• **Directive**
Print the entire listing. Each line must match the original exactly.

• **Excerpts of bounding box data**
########################################

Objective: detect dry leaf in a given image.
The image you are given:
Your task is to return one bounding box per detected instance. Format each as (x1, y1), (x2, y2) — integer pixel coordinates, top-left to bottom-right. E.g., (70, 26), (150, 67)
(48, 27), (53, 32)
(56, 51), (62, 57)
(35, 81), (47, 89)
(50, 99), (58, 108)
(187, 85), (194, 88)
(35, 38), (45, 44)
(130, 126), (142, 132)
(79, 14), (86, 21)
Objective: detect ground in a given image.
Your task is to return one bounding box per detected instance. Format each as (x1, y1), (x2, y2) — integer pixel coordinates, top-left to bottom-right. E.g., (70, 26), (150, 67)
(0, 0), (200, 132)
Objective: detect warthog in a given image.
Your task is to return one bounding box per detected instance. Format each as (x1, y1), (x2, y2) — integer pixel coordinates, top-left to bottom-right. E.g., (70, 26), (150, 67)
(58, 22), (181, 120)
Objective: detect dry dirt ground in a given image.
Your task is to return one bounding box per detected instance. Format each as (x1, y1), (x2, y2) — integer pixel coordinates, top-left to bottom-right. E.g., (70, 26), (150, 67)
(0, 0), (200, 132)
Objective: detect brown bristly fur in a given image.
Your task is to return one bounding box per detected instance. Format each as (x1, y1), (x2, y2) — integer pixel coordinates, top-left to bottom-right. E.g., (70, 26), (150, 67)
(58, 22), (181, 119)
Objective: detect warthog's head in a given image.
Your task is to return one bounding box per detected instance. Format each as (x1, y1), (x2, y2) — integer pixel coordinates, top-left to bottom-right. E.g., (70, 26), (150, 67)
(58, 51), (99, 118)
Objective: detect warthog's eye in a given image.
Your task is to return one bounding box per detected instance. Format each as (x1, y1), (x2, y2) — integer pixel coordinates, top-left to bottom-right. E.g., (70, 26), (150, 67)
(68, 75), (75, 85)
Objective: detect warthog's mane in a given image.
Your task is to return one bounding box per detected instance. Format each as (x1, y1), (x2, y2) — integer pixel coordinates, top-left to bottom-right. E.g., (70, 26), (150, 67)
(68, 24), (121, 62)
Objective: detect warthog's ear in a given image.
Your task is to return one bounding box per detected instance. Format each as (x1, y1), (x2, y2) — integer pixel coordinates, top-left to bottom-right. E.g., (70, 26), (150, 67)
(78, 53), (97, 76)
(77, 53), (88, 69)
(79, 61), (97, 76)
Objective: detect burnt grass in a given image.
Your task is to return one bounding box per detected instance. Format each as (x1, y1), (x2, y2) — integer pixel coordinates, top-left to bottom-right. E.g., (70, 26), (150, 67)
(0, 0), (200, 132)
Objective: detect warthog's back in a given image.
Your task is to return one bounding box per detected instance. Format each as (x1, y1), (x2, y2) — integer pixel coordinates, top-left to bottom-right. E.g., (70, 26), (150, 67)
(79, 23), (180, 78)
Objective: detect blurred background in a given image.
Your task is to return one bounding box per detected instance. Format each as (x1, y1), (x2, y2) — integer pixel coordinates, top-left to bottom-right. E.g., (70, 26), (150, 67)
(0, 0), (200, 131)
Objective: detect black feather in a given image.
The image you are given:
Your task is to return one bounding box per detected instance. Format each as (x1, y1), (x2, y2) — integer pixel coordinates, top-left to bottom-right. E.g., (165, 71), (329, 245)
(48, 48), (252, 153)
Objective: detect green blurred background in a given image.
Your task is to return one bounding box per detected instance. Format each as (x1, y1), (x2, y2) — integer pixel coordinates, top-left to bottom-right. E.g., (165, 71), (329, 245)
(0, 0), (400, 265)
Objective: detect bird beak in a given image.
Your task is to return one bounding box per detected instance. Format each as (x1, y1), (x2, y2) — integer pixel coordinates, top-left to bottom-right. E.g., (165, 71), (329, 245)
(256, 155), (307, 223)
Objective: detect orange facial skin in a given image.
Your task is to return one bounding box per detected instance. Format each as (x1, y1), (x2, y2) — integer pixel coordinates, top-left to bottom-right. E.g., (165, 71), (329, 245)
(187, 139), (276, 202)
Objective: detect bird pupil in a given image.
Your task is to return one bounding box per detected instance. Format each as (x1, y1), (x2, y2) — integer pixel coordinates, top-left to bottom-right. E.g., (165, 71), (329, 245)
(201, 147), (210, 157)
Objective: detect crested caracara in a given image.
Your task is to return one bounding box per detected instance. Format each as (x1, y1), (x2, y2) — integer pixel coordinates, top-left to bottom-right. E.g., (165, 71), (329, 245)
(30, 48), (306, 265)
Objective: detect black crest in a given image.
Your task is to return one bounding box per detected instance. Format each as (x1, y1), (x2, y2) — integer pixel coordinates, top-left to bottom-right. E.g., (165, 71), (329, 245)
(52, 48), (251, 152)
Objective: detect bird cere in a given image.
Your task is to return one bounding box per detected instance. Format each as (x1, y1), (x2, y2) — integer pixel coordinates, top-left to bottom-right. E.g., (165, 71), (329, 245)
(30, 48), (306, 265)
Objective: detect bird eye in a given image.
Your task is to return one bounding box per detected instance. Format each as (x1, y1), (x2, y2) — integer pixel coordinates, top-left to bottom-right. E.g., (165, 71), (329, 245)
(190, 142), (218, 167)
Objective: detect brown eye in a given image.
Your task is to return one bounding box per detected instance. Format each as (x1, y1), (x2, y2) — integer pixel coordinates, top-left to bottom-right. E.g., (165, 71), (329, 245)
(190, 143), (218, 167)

########################################

• **Answer below**
Objective: detect dry leaf in a given image.
The image you are given:
Your task is to return one bounding box per detected instance. Format each as (x1, y1), (x2, y2) — integer pixel coordinates, top-left to bottom-right. E.g., (70, 26), (150, 67)
(48, 27), (53, 32)
(56, 51), (62, 57)
(35, 81), (47, 89)
(50, 99), (58, 108)
(187, 85), (194, 88)
(35, 38), (45, 44)
(130, 126), (142, 132)
(79, 14), (86, 21)
Objective: detect ground in a given image.
Your task is to return one bounding box per detected instance. Format each as (x1, y1), (x2, y2) — integer pixel coordinates, top-left to bottom-right. E.g., (70, 26), (150, 67)
(0, 0), (200, 132)
Objective: detect warthog in a given image.
Your task is to return one bounding box per detected instance. Format each as (x1, y1), (x2, y2) — integer pixel coordinates, top-left to bottom-right. E.g., (70, 26), (150, 67)
(58, 22), (181, 120)
Objective: detect dry dirt ground in a given image.
Your task is to return one bounding box per detected instance. Format each as (x1, y1), (x2, y2) — integer pixel coordinates, top-left to bottom-right. E.g., (70, 26), (150, 67)
(0, 0), (200, 132)
Objective: detect brown bristly fur in a given image.
Your task is to return one bounding box per detected instance. Format each as (x1, y1), (x2, y2) — integer pixel coordinates, top-left to bottom-right. E.g., (70, 26), (150, 67)
(58, 22), (181, 119)
Objective: detect warthog's head in a given image.
Your task is to return one bounding box per detected instance. Format each as (x1, y1), (x2, y2) — integer pixel coordinates, top-left to bottom-right. E.g., (70, 26), (150, 67)
(58, 51), (99, 118)
Objective: detect warthog's eye in a given image.
Your task is to return one bounding box per detected instance. Format each as (x1, y1), (x2, y2) — integer pixel coordinates, top-left to bottom-right. E.g., (70, 26), (150, 67)
(68, 75), (75, 85)
Objective: detect warthog's mane in a given image.
Your task is to return one bounding box per detected instance. Format each as (x1, y1), (x2, y2) — integer pixel coordinates, top-left to bottom-right. E.g., (70, 26), (150, 67)
(68, 24), (121, 62)
Objective: detect warthog's ear in a given image.
Your task is to return one bounding box per detected instance. Format each as (x1, y1), (x2, y2) — integer pixel coordinates, top-left to bottom-right. E.g., (70, 26), (150, 67)
(78, 53), (97, 76)
(77, 53), (88, 69)
(79, 61), (97, 76)
Objective: detect burnt grass in a given image.
Your task is to return one bounding box per detected instance. Format each as (x1, y1), (x2, y2) — integer pixel coordinates, top-left to bottom-right. E.g., (70, 26), (150, 67)
(0, 0), (200, 132)
Objective: detect warthog's back in a given image.
Your task is to return one bounding box per detected instance. Format each as (x1, y1), (x2, y2) — integer pixel coordinates, top-left to bottom-right. E.g., (70, 26), (150, 67)
(79, 23), (180, 78)
Objective: detect blurred background in a given image.
Your task is to return one bounding box per detected instance. Format each as (x1, y1), (x2, y2) — integer pixel coordinates, top-left to bottom-right. E.g., (70, 26), (150, 67)
(0, 0), (200, 131)
Objective: detect black feather in a given image.
The image you are given:
Your task is to return one bounding box per detected instance. Format each as (x1, y1), (x2, y2) — integer pixel coordinates, top-left to bottom-right. E.g., (165, 71), (329, 245)
(48, 48), (252, 153)
Objective: detect green blurred background in a given image.
Your task is to return one bounding box per detected instance. Format each as (x1, y1), (x2, y2) — integer pixel coordinates, top-left to bottom-right. E.g., (165, 71), (329, 245)
(0, 0), (400, 265)
Objective: detect bird beak in a given image.
Your task is to return one bounding box per detected instance. Format each as (x1, y1), (x2, y2) — integer pixel coordinates, top-left to bottom-right. E.g., (165, 71), (329, 245)
(256, 155), (307, 223)
Objective: detect orange facial skin in a given image.
Your task is to return one bounding box per detected instance. Format each as (x1, y1), (x2, y2) — integer pixel coordinates, top-left to bottom-right. E.g., (165, 71), (329, 245)
(187, 139), (276, 202)
Objective: detect bird pupil in a given image.
Your task is to return one bounding box per detected instance. Format each as (x1, y1), (x2, y2) — integer pixel coordinates, top-left to bottom-right. E.g., (165, 71), (329, 245)
(201, 147), (210, 157)
Objective: detect crested caracara in a given image.
Your task is to return one bounding box per detected instance. Format each as (x1, y1), (x2, y2) — integer pixel coordinates, top-left to bottom-right. E.g., (165, 71), (329, 245)
(30, 48), (306, 265)
Objective: detect black crest in a given image.
Your task is to return one bounding box per detected instance. Format each as (x1, y1), (x2, y2) — integer pixel coordinates, top-left to bottom-right. E.g., (165, 71), (329, 245)
(52, 48), (251, 152)
Objective: detect bird cere in a given image.
Your task is to return one bounding box per detected instance. Format each as (x1, y1), (x2, y2) — integer pixel coordinates, top-left to bottom-right. E.g., (165, 71), (329, 245)
(30, 48), (306, 265)
Objective: detect bird eye in a given image.
Your task is to return one bounding box per detected instance. Format each as (x1, y1), (x2, y2) — integer pixel coordinates, top-left to bottom-right. E.g., (165, 71), (329, 245)
(190, 142), (218, 167)
Objective: detect brown eye in a given image.
Your task is to return one bounding box per detected instance. Format each as (x1, y1), (x2, y2) — integer pixel coordinates, top-left to bottom-right. E.g., (165, 71), (329, 245)
(190, 143), (218, 167)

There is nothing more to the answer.